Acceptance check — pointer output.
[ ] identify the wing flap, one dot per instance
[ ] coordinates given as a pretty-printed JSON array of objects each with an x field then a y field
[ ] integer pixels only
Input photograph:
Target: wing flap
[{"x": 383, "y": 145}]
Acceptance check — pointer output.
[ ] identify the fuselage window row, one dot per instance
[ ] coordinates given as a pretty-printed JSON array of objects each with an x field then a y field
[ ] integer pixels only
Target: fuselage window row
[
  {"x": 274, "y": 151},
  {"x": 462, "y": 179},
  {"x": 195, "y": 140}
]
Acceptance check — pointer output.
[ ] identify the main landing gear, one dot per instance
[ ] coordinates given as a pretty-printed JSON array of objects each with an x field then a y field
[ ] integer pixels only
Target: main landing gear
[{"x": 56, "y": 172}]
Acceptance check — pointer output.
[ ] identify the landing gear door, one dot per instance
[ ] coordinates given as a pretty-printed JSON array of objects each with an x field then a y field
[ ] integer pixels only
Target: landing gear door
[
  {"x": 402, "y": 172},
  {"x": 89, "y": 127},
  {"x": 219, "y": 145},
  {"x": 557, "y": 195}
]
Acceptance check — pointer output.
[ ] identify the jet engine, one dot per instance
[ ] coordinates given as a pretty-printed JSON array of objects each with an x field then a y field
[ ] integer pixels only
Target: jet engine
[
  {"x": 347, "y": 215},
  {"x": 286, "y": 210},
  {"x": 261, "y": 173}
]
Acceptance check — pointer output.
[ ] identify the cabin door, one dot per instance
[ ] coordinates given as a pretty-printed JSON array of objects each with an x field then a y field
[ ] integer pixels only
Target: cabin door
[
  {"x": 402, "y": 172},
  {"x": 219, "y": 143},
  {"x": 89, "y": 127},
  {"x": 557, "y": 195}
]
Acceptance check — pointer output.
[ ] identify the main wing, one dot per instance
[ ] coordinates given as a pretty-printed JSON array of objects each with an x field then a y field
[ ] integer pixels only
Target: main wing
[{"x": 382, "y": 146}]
=======
▶ [Exercise instructions]: From the first line of the data above through the line containing "[ ] identify the fuselage", set each line down again exactly; include both ends and omit everything else.

▶ [Solution to this problem]:
Acceptance check — pointer output.
[ ] identify the wing flap, one dot per instance
[ ] coordinates given as a pretty-printed JSON array of objects each with an x field then a y field
[ ] integer pixels only
Input photograph:
Target: wing flap
[{"x": 383, "y": 145}]
Acceptance check — pointer output.
[ ] identify the fuselage window row, one dot per instance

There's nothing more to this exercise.